EXCERPTED PASSAGE
- - - - - - -

A three-run fifth inning appeared to fuel the Orioles’ second win in 11 games and fourth in 19, but the Red Sox scored twice in the sixth to tie the game, with Gunnar Henderson’s throwing error a big contributor. Greg Weissert tossed a scoreless 10th, with Jorge Mateo striking out to strand two after entering the game earlier as a pinch-runner.
Soto left a 96.6 mph fastball dead-center and Devers improved to 6-for-11 against him lifetime with a single that scored the automatic runner and set off a celebration.
The Orioles (16-34) are a season-high 18 games below .500 and will try to avoid being swept for a third time this season. They haven't been on the positive side of a sweep since June 25, 2016 against the Rays.
First base was open with one out and right-handed hitting Rob Refsnyder on deck as a pinch-hitter. Andrew Kittredge began to warm, Soto faced the left-handed hitting Devers, and the matchup blew up.
“We want him to throw his best pitch," said interim manager Tony Mansolino. "I didn’t see what pitch it was, but you want Soto to throw his best pitch. You know you’ve got Refsnyder on deck and you have (Carlos) Narváez there. We were getting Kittredge up and you’ve got to go through the three-batter minimum. So we were getting Kittredge up to face Narváez there. But if you put him on right there, it gets messy and then you’ve got to go Soto against Refsnyder.
"So you’ve got a really good lefty that’s done it in the big leagues for a long time against, obviously, a really good hitter, but we’re gonna bet on our guy every time.”
Pitch location was the issue.
“I don’t think he’s trying to throw it right down the middle," Mansolino said. "You can probably ask him but my assumption is he’s trying to throw it somewhere else.”
Mateo pinch-ran for Ryan Mountcastle in the eighth and stole second base. The game spun back to him in the 10th, which backfired. And left-handed-hitting Terrin Vavra stayed on the bench.
“He’s on second base, he stole second," Mansolino said "The point was to pinch run right there for Mounty. We want him to run right there. He’s pinch-running with the instructions to go, go steal a bag. We’ve got him on second base in scoring position in the eighth inning. We’ll do that 100 out of 100 opportunities.”

- - - - - - -

DATASET ROWS
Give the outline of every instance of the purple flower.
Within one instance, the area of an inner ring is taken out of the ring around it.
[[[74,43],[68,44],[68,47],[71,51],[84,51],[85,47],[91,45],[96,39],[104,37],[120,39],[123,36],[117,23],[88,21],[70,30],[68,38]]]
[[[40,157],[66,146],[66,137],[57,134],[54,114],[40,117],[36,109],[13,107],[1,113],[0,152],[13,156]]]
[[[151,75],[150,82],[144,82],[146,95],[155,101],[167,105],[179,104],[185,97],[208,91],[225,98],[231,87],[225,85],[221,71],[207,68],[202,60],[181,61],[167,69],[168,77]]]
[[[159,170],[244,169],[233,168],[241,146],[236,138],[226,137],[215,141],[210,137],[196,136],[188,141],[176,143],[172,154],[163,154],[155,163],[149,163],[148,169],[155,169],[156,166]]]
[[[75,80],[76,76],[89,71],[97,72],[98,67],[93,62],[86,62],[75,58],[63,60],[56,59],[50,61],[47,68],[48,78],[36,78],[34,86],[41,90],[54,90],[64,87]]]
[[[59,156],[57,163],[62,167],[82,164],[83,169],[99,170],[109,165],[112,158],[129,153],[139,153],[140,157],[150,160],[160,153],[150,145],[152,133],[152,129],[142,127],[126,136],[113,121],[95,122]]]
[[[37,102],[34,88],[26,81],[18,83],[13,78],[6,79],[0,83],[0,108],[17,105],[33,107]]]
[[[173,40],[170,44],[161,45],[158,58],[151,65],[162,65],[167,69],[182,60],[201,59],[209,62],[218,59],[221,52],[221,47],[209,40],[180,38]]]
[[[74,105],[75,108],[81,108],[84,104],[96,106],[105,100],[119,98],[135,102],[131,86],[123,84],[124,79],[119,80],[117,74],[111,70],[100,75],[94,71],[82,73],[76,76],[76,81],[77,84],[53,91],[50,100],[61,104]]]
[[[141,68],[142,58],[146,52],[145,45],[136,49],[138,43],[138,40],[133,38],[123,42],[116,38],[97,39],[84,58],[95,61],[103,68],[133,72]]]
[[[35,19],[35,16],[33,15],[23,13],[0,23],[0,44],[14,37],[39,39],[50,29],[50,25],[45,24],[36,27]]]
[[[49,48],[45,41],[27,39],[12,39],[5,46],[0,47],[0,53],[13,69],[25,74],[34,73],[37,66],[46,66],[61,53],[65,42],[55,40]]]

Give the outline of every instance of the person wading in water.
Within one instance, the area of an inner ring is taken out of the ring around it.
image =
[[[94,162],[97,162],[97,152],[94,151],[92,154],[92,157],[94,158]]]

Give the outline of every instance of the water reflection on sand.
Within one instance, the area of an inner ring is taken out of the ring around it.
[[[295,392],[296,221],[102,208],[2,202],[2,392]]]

- - - - - - -

WORK INSTRUCTIONS
[a] Answer each question on the baseball game report in one line: (i) What was the Orioles' record? (ii) What pitch did Soto leave dead-center to Devers, and at what speed? (iii) For whom did Mateo pinch-run in the eighth inning?
[b] Write the next part of the baseball game report, picking up after its final sentence.

TASK-BY-TASK OUTPUTS
[a]
(i) 16-34
(ii) A fastball at 96.6 mph
(iii) Ryan Mountcastle

[b]
Ramón Urías, batting cleanup for the second time this season and 11th in his career, stroked a two-run double to left-center field in the first inning after Adley Ruschman walked and Henderson singled. Duran’s seventh career leadoff home run came on a cutter, the same pitch that Abreu pulled to right field for a 2-2 tie.
Eflin, who also had to wait out a 26-minute delay before first pitch, tied his career high with four home runs surrendered in his last start against the Nationals. He settled down to retire 10 of 11 today before Abraham Toro led off the fifth with a homer on another cutter. The Red Sox didn’t have a hit since Carlos Narváez’s double with one out in the first.
"It’s not easy, but it’s part of the job," Eflin said of the start and stop. "Just kind of got to figure out a way to get through it, try to get a dry ball, try to get some dry mud out there. But it’s part of the game.
"I’ve dealt with rain delays and whatnot, it starts raining when I’m on the mound and they call us off the field and stuff. Not really kind of like a downpour and just have us wait out there because we weren’t allowed to go to the dugout. Just kind of wait for the rain to go away while the guys were coming out to put dirt on it, and then they said we can go in the dugout. I’ve never really been through that, but it’s kind of part of it. It wasn’t supposed to last too long. They were pretty reassuring about it being 5 or 10 minutes."
The sixth inning couldn’t have gone much worse. Devers led off with a double on a fly ball down the right field line, Abreu walked and Henderson charged Narváez’s bouncer, tried for the force at second and fired the ball into center field. The lead was down to 5-4 with two runners in scoring position and Bryan Baker entering.
Nick Sogard’s RBI grounder leveled the game, and Baker retired the next two batters on a strikeout and fly ball to leave a runner on third base.
Eflin allowed four earned runs and five total with five hits, two walks and one strikeout. His ERA increased to 5.40.
"I feel great, I feel fine," he said. "Maybe a little mechanical issues here and there, but just trying to find the rhythm and execute my strikes and my pitches. Overall I feel great, no issues. Just trying to get back in that rhythm again."
Asked about the three home runs, he said, "I’d like all three of them back, that’d be awesome. They were all three on cutters that were all poorly executed, so yeah, that’d be awesome to have them back."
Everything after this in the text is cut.